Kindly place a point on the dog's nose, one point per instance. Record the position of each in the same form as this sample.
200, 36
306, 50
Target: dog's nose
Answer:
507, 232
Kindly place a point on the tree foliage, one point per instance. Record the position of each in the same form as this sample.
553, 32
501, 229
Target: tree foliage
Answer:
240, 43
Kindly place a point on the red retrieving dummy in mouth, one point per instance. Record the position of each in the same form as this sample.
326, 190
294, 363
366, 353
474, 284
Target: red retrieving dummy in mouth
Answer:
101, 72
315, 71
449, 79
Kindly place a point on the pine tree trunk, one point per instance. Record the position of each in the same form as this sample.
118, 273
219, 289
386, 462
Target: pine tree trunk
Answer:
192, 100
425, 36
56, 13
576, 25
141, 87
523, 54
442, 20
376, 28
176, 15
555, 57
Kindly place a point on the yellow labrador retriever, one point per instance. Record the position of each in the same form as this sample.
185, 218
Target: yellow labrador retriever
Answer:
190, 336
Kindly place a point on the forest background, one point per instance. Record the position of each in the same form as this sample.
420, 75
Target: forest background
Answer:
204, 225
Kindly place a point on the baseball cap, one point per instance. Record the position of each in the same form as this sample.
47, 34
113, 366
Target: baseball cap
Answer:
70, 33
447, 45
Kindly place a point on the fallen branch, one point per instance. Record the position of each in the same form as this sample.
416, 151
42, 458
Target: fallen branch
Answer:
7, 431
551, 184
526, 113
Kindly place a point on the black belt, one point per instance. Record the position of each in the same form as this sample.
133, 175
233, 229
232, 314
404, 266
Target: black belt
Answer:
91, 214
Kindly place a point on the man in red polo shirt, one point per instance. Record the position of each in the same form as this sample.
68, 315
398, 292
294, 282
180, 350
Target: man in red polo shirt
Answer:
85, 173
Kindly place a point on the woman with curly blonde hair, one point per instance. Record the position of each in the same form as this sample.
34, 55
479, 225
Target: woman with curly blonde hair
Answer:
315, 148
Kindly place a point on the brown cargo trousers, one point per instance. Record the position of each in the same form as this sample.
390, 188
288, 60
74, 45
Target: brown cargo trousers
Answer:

══════════

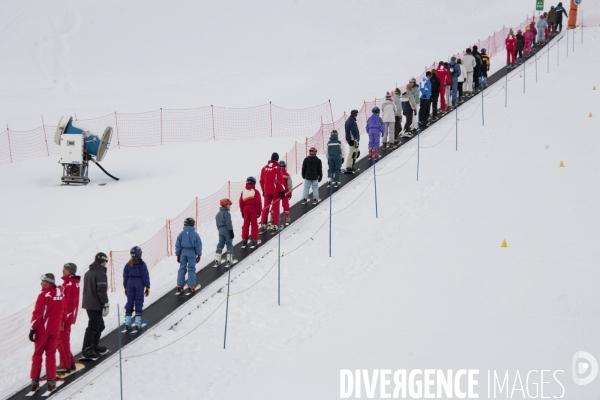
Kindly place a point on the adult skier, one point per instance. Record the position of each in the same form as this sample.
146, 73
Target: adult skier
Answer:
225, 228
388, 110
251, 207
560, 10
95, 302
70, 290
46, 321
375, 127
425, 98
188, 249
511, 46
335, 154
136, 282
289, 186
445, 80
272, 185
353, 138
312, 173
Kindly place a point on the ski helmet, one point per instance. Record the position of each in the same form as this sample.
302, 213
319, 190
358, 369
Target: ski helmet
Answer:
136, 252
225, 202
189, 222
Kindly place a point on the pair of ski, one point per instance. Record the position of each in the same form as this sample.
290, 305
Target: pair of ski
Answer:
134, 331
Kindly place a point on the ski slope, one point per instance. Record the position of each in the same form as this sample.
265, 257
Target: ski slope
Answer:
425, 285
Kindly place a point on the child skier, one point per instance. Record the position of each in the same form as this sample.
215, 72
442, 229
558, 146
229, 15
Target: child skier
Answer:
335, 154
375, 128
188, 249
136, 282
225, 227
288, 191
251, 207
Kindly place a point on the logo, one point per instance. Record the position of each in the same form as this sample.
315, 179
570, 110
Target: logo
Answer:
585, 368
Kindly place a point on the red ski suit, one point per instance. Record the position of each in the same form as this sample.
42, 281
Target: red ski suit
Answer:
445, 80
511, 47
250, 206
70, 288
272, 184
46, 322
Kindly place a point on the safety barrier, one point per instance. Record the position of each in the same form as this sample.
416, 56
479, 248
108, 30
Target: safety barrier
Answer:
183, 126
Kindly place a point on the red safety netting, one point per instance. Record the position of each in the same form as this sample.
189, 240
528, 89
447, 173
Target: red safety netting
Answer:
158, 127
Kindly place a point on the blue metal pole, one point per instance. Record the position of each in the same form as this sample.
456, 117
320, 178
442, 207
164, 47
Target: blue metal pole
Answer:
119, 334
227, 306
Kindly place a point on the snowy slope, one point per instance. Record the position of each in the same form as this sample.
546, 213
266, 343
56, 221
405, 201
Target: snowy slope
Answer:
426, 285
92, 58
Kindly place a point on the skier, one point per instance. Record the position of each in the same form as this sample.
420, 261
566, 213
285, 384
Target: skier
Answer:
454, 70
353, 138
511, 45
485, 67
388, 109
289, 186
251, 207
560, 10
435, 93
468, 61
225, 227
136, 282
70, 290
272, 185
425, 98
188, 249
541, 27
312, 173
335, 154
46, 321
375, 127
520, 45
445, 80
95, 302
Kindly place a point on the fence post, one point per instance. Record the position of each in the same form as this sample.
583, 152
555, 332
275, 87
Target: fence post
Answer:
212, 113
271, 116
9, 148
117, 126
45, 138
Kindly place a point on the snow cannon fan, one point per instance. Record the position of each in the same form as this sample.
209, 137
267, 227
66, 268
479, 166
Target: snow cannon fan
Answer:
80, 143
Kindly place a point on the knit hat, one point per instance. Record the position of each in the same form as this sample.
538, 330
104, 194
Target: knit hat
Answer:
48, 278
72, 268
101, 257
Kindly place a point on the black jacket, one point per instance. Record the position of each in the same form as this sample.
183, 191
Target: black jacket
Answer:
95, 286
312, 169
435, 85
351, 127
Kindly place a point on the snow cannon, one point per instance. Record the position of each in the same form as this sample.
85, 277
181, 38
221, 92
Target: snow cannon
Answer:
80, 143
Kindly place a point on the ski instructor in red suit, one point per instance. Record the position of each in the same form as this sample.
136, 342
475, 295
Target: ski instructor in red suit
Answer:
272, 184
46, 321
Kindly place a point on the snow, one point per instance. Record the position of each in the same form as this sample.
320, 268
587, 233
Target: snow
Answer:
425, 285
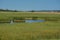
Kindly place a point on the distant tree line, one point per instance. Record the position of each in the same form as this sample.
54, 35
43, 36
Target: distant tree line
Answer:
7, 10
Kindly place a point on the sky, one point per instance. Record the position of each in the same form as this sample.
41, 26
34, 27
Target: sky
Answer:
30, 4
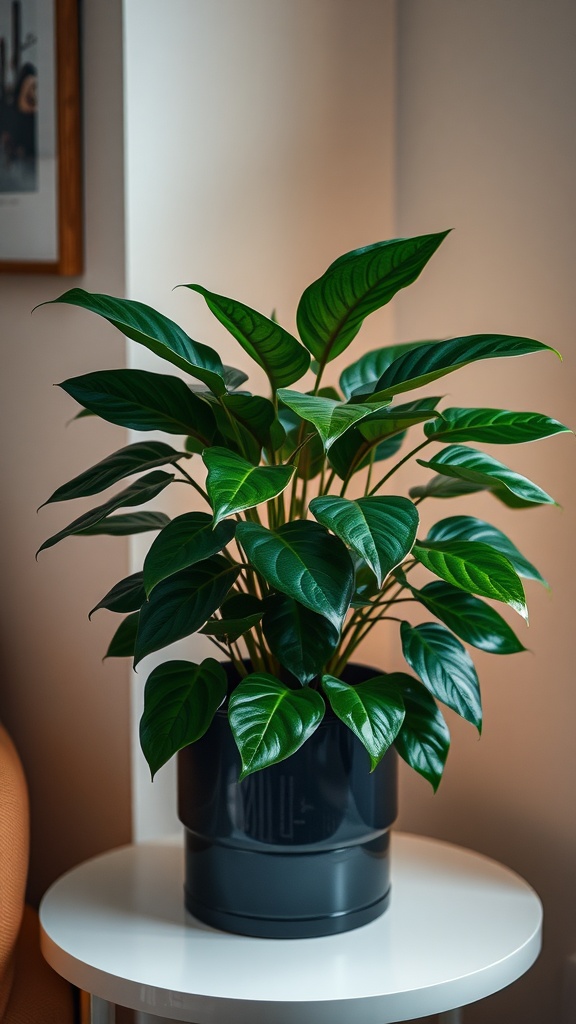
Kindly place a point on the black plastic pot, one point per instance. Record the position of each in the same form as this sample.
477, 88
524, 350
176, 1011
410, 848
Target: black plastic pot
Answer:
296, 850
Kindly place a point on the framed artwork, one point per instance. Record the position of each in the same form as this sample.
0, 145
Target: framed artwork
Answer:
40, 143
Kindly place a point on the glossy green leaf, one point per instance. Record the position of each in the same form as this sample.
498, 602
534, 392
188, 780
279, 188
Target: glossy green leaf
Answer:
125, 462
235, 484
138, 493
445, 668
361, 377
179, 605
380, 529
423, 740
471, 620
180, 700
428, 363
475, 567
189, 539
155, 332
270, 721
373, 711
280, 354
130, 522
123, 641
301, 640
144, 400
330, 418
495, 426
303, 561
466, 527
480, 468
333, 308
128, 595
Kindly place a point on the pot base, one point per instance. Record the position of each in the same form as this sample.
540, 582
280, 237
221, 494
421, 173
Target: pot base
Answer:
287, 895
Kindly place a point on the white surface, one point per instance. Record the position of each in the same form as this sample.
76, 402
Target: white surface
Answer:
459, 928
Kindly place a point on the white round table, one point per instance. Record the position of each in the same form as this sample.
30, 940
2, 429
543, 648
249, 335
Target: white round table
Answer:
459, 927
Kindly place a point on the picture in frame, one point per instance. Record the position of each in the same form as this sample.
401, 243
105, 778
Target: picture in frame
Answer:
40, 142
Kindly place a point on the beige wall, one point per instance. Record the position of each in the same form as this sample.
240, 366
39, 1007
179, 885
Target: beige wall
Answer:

══════════

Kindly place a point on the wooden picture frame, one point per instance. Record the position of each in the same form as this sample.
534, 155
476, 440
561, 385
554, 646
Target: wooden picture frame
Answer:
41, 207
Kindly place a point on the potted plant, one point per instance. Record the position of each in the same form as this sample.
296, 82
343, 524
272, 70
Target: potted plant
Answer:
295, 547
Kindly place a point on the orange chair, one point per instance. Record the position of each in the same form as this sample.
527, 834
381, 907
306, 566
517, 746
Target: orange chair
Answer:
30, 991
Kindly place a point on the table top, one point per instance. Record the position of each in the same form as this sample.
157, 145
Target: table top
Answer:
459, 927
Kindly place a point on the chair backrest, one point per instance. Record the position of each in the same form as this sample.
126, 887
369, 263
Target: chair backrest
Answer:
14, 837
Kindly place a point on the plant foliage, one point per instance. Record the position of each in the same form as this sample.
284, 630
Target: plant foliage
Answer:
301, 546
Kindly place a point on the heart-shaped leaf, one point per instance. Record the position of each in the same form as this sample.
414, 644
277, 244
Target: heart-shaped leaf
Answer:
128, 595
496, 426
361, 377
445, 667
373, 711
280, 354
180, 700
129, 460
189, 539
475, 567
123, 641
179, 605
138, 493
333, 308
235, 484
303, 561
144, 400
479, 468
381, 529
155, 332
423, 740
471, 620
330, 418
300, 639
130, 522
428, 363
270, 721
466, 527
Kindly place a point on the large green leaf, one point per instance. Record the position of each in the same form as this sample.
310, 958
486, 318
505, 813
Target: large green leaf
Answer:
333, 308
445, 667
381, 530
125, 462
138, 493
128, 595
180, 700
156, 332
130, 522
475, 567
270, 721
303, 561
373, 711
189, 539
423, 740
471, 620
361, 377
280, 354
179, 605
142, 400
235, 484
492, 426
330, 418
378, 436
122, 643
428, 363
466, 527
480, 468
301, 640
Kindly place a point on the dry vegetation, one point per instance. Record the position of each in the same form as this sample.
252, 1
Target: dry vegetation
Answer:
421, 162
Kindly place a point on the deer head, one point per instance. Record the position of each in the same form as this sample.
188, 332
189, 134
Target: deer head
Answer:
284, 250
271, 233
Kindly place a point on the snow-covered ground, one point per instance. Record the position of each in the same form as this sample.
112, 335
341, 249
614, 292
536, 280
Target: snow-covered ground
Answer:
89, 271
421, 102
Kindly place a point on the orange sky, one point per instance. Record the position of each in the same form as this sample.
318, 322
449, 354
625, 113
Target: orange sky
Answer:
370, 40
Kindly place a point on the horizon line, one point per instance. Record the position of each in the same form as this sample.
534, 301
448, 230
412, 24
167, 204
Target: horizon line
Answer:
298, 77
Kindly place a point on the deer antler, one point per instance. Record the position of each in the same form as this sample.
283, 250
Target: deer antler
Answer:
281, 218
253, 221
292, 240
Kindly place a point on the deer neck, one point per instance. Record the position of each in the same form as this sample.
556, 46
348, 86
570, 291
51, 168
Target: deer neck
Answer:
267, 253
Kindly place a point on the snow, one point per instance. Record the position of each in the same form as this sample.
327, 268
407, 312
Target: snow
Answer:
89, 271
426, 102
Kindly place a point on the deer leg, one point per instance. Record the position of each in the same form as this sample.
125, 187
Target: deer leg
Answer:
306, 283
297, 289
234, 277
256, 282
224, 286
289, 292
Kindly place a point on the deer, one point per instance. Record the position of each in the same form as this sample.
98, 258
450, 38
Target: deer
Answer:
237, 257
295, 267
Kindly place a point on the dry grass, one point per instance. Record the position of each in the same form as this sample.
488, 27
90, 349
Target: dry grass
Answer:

══════════

Locate every line above that contains the string "trunk" and copy each of those lines; the match is case-sensitive.

▶ _SOLVED EXERCISE_
Kindly place a point on the pine tree trunk, one point per instance. Record the position of each in the same form as this sample.
Target: pine tree trunk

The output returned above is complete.